| PROBLEM TO SOLVE |
Find every line in the items below that contains the word "cabinet" and copy each one out.

| EXERCISE INPUT |

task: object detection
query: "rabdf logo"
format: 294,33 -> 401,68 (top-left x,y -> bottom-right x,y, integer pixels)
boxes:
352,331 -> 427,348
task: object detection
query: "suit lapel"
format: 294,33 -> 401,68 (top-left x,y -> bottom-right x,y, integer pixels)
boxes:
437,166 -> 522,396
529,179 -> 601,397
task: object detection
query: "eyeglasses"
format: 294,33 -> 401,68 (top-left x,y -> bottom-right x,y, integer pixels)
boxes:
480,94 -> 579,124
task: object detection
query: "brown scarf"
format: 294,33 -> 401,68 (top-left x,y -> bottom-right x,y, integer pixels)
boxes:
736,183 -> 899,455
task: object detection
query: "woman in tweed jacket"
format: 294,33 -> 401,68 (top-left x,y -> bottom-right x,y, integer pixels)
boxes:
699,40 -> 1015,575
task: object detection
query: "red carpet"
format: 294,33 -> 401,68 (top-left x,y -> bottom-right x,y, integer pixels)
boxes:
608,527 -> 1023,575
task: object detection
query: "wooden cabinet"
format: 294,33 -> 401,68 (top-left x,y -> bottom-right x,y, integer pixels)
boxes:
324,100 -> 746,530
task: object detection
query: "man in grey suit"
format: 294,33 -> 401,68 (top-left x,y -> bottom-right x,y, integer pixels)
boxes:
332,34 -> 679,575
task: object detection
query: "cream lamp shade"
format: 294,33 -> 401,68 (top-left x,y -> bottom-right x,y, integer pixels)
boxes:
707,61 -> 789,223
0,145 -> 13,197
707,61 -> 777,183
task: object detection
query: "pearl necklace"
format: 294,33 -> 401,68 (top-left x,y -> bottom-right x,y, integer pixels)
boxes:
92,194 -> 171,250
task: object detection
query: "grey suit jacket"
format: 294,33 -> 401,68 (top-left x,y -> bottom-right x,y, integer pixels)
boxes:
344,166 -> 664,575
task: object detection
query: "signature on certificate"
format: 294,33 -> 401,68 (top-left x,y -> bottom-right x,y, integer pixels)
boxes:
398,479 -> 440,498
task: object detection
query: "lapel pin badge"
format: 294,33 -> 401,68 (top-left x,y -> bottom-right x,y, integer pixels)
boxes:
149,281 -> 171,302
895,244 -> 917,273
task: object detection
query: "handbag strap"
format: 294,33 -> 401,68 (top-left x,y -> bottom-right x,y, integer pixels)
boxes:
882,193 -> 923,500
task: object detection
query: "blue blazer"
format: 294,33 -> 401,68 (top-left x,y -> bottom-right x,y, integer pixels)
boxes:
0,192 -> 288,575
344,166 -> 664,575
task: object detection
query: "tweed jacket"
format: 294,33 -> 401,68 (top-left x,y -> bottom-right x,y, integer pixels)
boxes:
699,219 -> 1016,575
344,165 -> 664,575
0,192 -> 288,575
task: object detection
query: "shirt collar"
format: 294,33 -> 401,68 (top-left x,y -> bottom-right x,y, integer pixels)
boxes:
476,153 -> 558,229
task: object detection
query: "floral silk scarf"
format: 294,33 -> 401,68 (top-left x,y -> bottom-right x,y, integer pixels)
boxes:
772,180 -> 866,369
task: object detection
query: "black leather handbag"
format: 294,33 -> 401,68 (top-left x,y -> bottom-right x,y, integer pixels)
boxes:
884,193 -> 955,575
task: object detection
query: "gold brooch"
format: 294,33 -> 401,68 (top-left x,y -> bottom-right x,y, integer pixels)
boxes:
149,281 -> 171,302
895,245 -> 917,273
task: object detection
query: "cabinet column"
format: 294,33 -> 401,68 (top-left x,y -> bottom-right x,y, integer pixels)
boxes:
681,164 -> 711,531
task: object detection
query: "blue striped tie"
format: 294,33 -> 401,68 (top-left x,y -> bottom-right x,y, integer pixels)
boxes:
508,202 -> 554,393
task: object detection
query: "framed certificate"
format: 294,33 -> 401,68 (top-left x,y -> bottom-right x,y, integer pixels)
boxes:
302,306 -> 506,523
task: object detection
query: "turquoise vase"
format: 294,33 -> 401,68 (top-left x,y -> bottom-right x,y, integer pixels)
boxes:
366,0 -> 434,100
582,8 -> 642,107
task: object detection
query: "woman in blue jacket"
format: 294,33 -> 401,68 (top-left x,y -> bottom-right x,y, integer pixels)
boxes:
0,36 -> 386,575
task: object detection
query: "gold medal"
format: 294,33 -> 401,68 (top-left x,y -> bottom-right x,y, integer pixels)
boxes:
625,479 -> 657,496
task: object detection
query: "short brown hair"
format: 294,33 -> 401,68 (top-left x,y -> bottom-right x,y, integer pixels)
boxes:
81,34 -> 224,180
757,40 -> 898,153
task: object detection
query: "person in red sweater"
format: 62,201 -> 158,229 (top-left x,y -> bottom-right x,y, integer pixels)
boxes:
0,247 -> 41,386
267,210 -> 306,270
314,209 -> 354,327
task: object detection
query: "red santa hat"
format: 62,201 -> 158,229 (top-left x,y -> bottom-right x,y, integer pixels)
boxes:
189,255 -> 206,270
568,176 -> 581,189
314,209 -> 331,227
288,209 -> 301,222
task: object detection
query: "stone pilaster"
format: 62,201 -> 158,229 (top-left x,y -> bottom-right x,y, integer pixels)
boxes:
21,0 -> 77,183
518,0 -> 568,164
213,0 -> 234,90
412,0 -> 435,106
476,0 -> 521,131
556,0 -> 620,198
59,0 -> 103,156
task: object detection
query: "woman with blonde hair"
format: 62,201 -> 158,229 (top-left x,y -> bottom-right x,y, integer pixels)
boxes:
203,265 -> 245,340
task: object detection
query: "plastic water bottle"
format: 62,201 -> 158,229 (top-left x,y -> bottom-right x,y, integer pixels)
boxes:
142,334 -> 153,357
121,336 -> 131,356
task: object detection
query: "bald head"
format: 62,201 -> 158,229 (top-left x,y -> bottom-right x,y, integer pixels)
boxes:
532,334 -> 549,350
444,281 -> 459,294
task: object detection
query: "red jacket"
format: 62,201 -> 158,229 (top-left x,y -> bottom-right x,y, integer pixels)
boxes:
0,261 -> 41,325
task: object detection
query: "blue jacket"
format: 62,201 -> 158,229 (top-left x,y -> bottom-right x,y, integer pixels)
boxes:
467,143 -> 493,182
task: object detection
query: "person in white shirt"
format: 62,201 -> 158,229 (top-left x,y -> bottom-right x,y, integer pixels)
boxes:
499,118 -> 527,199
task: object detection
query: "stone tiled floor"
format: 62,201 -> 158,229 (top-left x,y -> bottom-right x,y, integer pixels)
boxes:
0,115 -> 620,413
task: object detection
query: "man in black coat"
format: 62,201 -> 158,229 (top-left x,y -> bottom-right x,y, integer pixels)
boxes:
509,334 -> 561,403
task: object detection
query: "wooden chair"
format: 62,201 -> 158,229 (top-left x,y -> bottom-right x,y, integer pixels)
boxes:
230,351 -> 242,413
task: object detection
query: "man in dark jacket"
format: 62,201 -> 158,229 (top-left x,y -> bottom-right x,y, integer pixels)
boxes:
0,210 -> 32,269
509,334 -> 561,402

| PROBLEM SOLUTION |
query: "wooden cabinet"
query: "cabinet column"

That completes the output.